What you will do ::
Based on the entries below, how many lines contain the word "nursery"? Respond with only the number.
Start of Data supplied
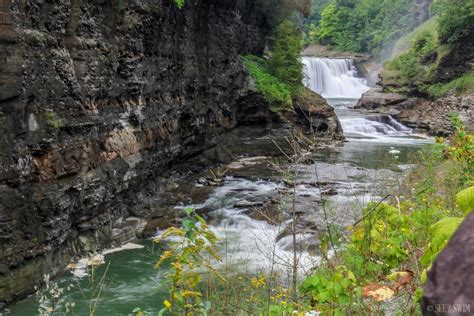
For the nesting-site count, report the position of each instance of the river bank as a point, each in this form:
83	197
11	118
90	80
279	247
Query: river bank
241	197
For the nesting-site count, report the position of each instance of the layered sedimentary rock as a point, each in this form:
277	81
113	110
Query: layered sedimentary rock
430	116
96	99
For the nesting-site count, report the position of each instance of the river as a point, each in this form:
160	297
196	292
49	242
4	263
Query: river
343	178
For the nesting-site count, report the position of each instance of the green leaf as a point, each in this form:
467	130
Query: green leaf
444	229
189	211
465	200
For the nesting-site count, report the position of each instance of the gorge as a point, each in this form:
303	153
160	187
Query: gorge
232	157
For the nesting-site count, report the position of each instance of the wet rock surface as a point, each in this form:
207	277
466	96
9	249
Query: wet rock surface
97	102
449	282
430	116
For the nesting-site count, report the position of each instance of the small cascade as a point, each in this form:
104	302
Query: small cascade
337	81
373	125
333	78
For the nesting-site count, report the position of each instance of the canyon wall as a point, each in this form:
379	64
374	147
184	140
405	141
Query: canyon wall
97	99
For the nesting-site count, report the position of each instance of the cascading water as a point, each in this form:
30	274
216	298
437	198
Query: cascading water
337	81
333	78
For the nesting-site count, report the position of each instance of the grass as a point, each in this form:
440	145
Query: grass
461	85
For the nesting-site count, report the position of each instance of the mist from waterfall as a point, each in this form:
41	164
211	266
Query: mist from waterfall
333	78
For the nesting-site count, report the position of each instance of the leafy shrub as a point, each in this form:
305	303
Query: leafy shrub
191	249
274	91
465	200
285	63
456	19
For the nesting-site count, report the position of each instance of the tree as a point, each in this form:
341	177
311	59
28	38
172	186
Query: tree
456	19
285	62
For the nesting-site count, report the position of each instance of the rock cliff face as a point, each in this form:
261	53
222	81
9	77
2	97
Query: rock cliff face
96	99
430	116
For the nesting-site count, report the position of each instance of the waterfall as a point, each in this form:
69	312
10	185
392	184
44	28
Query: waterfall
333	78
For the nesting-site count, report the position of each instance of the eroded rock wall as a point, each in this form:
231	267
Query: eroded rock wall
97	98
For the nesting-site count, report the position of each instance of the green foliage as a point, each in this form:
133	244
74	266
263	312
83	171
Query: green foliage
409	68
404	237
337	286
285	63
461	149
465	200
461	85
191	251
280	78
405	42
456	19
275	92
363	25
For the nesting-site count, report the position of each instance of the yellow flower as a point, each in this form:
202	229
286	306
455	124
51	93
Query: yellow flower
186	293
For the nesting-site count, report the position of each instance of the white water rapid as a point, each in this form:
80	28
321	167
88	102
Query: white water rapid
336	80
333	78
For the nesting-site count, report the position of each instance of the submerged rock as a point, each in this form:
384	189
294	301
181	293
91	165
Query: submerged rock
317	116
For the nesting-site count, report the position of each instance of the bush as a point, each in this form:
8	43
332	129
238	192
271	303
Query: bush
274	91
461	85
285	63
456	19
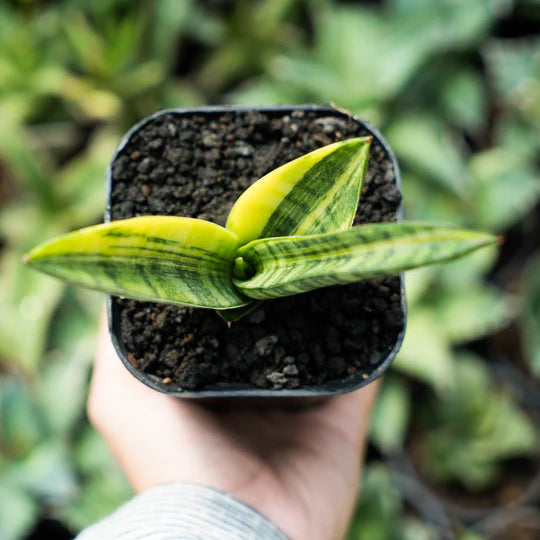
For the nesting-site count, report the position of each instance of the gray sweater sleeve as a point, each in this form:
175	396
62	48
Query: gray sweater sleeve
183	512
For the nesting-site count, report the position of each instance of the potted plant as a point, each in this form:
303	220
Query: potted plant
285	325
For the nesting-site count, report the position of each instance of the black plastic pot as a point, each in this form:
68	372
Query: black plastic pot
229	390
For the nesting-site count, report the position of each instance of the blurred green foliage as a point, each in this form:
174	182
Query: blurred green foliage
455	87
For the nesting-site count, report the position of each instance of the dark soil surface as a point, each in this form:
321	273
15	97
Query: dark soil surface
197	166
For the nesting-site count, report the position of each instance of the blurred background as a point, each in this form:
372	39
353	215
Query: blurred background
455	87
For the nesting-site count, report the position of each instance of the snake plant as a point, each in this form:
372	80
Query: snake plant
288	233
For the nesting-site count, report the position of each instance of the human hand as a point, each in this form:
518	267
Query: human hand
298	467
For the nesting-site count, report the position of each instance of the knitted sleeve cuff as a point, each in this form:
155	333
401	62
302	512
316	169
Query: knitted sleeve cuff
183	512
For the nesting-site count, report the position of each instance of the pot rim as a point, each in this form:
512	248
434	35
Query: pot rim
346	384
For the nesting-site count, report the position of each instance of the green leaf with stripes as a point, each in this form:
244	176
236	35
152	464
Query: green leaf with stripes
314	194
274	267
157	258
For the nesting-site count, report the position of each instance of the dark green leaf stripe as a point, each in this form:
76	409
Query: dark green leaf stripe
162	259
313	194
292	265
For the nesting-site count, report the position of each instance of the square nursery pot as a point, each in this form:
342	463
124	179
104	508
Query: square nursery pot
End of Data supplied
Start of Data supplied
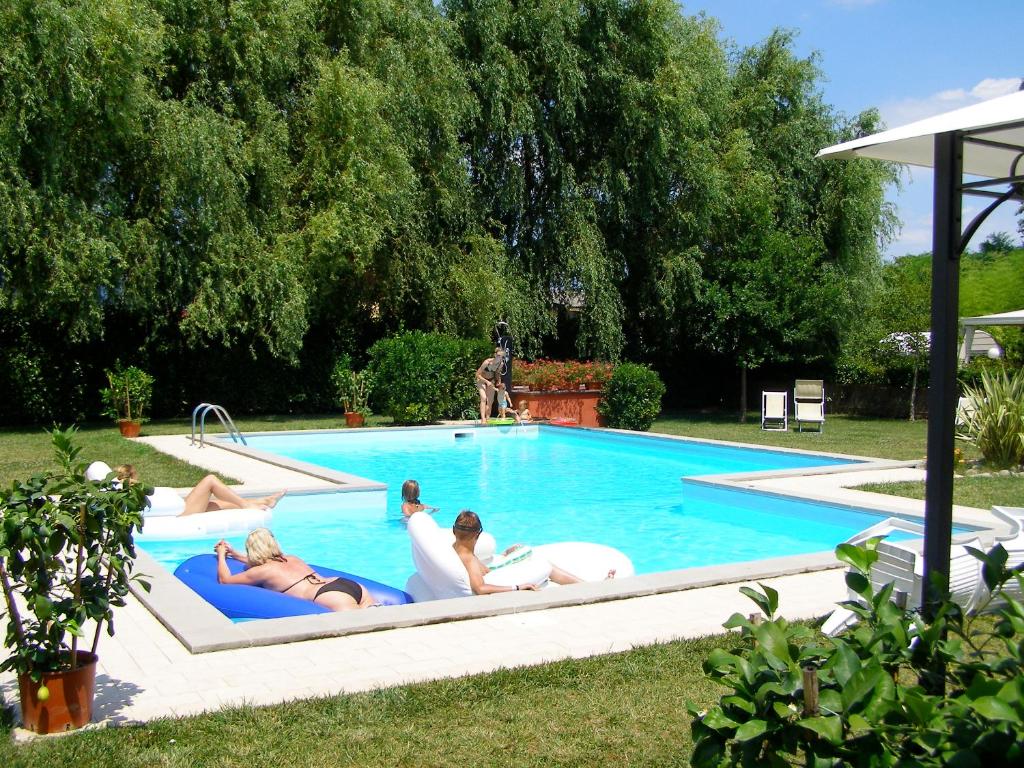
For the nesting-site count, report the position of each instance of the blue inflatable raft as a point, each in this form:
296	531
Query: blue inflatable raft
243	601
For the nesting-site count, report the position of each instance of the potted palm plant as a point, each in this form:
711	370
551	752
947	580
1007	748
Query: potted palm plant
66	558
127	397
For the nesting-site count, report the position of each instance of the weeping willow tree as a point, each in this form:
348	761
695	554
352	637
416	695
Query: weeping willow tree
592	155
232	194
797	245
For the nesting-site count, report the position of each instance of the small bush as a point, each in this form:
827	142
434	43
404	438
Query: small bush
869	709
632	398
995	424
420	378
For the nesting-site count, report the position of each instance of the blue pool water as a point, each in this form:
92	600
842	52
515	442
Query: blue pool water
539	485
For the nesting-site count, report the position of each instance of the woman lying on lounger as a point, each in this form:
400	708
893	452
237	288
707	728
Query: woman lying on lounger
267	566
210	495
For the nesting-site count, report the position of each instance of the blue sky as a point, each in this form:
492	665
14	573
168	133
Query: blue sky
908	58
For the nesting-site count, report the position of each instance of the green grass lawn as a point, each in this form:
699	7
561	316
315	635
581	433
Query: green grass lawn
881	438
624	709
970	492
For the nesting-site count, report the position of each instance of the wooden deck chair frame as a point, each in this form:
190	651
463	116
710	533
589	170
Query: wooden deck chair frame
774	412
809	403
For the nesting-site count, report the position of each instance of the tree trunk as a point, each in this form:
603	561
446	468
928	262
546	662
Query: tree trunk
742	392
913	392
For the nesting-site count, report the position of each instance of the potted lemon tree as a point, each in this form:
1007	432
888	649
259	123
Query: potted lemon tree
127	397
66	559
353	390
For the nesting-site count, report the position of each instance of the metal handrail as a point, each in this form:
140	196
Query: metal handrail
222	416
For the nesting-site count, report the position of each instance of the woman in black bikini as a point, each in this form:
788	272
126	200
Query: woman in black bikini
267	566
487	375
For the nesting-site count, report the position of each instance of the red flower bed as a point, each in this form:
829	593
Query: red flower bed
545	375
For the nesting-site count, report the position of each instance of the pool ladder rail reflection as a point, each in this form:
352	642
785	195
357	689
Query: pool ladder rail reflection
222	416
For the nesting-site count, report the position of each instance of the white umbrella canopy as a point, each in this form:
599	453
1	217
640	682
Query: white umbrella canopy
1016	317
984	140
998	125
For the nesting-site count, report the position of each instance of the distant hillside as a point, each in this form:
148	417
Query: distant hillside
End of Data supplied
Start of Data supplied
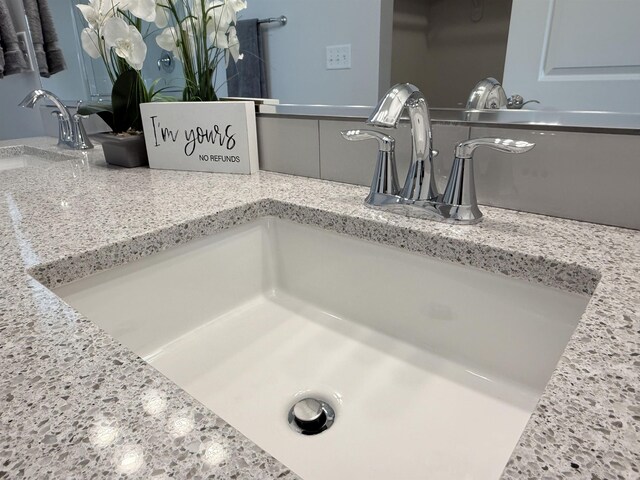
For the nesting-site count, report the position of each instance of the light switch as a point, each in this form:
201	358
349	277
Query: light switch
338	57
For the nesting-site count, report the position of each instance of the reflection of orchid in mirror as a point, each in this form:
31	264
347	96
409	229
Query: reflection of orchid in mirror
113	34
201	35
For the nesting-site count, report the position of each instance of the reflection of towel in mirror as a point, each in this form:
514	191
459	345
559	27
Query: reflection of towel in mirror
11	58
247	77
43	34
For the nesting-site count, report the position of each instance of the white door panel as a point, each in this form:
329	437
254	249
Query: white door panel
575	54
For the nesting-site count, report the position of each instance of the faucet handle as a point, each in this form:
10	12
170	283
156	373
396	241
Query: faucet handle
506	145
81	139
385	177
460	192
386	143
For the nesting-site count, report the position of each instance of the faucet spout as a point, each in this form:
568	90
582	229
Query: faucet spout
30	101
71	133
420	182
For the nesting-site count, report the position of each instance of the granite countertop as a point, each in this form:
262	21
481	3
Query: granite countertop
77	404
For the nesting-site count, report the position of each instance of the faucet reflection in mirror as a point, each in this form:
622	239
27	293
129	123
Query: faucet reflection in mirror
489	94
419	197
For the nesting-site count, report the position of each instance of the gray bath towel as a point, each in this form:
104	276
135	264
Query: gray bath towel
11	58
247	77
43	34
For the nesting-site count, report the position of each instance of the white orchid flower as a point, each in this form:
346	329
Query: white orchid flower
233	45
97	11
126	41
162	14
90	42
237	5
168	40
End of Data supplied
Answer section ::
2